## Input
'''
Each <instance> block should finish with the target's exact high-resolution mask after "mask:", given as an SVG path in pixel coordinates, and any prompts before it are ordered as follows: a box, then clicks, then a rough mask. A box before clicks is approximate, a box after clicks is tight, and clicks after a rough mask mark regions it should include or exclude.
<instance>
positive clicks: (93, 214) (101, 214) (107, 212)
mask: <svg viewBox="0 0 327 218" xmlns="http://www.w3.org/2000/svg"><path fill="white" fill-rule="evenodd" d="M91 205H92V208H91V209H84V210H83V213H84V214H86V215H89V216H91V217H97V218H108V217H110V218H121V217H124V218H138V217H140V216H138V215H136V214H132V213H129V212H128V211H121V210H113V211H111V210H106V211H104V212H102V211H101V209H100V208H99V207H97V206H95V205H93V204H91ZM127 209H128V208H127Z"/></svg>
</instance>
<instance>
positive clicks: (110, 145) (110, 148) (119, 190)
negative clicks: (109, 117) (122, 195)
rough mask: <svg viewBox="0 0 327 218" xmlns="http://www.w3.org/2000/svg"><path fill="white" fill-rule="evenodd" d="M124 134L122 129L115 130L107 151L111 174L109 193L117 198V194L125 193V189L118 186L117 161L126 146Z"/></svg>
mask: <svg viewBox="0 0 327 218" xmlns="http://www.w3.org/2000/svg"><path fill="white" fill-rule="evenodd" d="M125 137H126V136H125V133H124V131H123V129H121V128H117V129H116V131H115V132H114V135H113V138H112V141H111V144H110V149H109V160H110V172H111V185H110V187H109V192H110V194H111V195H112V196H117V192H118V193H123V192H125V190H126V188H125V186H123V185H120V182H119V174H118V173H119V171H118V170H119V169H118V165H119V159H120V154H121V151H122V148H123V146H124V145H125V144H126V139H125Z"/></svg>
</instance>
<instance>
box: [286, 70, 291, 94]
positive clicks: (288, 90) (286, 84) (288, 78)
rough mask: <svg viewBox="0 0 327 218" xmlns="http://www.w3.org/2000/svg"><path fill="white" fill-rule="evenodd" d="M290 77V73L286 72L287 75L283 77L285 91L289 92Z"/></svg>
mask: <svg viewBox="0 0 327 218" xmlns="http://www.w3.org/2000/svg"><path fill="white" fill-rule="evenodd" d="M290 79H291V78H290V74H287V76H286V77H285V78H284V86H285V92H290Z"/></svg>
'''
## Your goal
Convert every line of the records above into a JSON list of strings, one string per line, leaving out any blank lines.

## Exercise result
[
  "Each <instance> block should finish with the target's exact high-resolution mask after \"mask:\", given as an SVG path in pixel coordinates, and any prompts before it are ordered as follows: a box, then clicks, then a rough mask. A box before clicks is approximate, a box after clicks is tight, and clicks after a rough mask mark regions it should include or exclude.",
  "<instance>",
  "positive clicks: (93, 214) (101, 214) (107, 212)",
  "mask: <svg viewBox=\"0 0 327 218\" xmlns=\"http://www.w3.org/2000/svg\"><path fill=\"white\" fill-rule=\"evenodd\" d=\"M91 205H92V208H91V209H84V210H83V213H84V214H86V215H89V216H91V217H97V218H108V217H110V218H121V217H124V218H138V217H140V216H138V215H136V214H132V213H129V212H128V211H121V210H113V211H111V210H106V211H104V212H102V211H101V209H100V208H99V207H97V206H95V205H93V204H91ZM127 209H128V208H127Z\"/></svg>",
  "</instance>",
  "<instance>",
  "positive clicks: (110, 145) (110, 148) (119, 190)",
  "negative clicks: (109, 117) (122, 195)",
  "rough mask: <svg viewBox=\"0 0 327 218\" xmlns=\"http://www.w3.org/2000/svg\"><path fill=\"white\" fill-rule=\"evenodd\" d=\"M124 134L122 129L115 130L107 151L111 174L109 193L117 198V194L125 193V189L118 186L117 161L126 146Z\"/></svg>",
  "mask: <svg viewBox=\"0 0 327 218\" xmlns=\"http://www.w3.org/2000/svg\"><path fill=\"white\" fill-rule=\"evenodd\" d=\"M125 137H126V136H125V133H124V131H123V129H121V128H117V129H116V131H115V132H114V135H113V138H112V141H111V144H110V149H109V160H110V172H111V185H110V187H109V192H110V194H111V195H112V196H117V192H118V193H123V192H125V190H126V188H125V186H123V185H120V182H119V174H118V173H119V171H118V170H119V169H118V165H119V159H120V154H121V151H122V148H123V146H124V145H125V144H126V139H125Z\"/></svg>",
  "</instance>",
  "<instance>",
  "box: [286, 70, 291, 94]",
  "positive clicks: (288, 90) (286, 84) (288, 78)",
  "rough mask: <svg viewBox=\"0 0 327 218\" xmlns=\"http://www.w3.org/2000/svg\"><path fill=\"white\" fill-rule=\"evenodd\" d=\"M290 77V73L286 72L287 75L283 77L285 91L289 92Z\"/></svg>",
  "mask: <svg viewBox=\"0 0 327 218\" xmlns=\"http://www.w3.org/2000/svg\"><path fill=\"white\" fill-rule=\"evenodd\" d=\"M290 79H291V78H290V74H287V76H286V77H285V78H284V86H285V92H290Z\"/></svg>"
]